◆ Problem statement ◆
Every line from the line containing "Where can the frankfurt airport text" through the final line of the data is to be printed exactly; no other line is to appear.
:: Listing
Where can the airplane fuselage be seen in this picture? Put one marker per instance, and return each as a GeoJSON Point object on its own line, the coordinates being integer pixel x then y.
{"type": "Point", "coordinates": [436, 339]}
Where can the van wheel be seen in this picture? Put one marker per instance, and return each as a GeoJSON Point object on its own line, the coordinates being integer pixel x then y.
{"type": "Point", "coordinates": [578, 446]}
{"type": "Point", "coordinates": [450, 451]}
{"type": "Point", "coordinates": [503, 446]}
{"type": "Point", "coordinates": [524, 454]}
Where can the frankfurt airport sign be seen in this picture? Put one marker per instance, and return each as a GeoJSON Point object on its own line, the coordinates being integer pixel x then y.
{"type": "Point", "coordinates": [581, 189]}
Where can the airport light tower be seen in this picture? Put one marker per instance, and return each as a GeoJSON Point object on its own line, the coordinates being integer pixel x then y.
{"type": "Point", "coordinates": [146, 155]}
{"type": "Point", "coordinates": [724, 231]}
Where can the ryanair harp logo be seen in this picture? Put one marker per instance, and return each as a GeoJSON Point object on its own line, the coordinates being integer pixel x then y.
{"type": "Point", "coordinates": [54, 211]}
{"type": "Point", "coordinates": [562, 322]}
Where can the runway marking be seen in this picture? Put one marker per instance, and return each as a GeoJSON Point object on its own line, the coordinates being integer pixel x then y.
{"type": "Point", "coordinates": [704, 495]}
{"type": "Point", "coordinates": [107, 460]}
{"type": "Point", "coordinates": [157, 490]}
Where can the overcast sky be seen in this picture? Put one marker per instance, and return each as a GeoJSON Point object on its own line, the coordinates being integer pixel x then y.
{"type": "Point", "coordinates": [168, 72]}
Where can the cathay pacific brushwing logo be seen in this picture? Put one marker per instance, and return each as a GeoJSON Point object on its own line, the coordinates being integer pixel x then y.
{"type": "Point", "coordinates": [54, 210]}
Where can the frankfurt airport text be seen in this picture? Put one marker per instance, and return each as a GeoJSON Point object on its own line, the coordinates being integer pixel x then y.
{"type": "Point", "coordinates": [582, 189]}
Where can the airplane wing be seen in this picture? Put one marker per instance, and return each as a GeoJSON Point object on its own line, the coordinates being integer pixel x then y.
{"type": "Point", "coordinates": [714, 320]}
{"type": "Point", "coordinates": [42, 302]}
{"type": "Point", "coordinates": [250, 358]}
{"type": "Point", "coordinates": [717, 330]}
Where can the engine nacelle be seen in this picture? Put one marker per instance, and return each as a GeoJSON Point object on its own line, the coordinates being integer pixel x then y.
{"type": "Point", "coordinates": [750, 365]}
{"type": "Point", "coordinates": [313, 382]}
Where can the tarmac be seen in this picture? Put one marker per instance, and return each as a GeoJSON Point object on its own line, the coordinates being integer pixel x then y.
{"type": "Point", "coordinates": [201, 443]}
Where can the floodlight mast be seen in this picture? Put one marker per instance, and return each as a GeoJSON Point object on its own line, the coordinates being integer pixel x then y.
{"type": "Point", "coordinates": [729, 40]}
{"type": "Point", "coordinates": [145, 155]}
::::
◆ Task output ◆
Where can the frankfurt airport text be seen in this picture? Put one marker per instance, and return each as a GeoJSON Point object on its own line, the coordinates being integer pixel x then y.
{"type": "Point", "coordinates": [582, 189]}
Where can the airplane wing be seen in this picture? Put one marker per instance, and return each as a GeoJSON Point object on its own line, the coordinates being integer pixel x then y.
{"type": "Point", "coordinates": [714, 320]}
{"type": "Point", "coordinates": [42, 302]}
{"type": "Point", "coordinates": [250, 358]}
{"type": "Point", "coordinates": [717, 330]}
Where can the engine nacelle be seen in this picture? Put one marker per instance, and return each as a GeoJSON Point object on its own line, the coordinates being integer pixel x then y.
{"type": "Point", "coordinates": [750, 365]}
{"type": "Point", "coordinates": [313, 382]}
Where can the tarmac be seen in this picture? Put one marker per instance, and return each as a GeoJSON Point object on its own line, the coordinates being integer pixel x then y.
{"type": "Point", "coordinates": [201, 443]}
Where can the floodlight mast be seen in this picture? Put one marker per instance, and return each as a GeoJSON Point object on its own line, the coordinates being integer pixel x then y.
{"type": "Point", "coordinates": [729, 40]}
{"type": "Point", "coordinates": [145, 155]}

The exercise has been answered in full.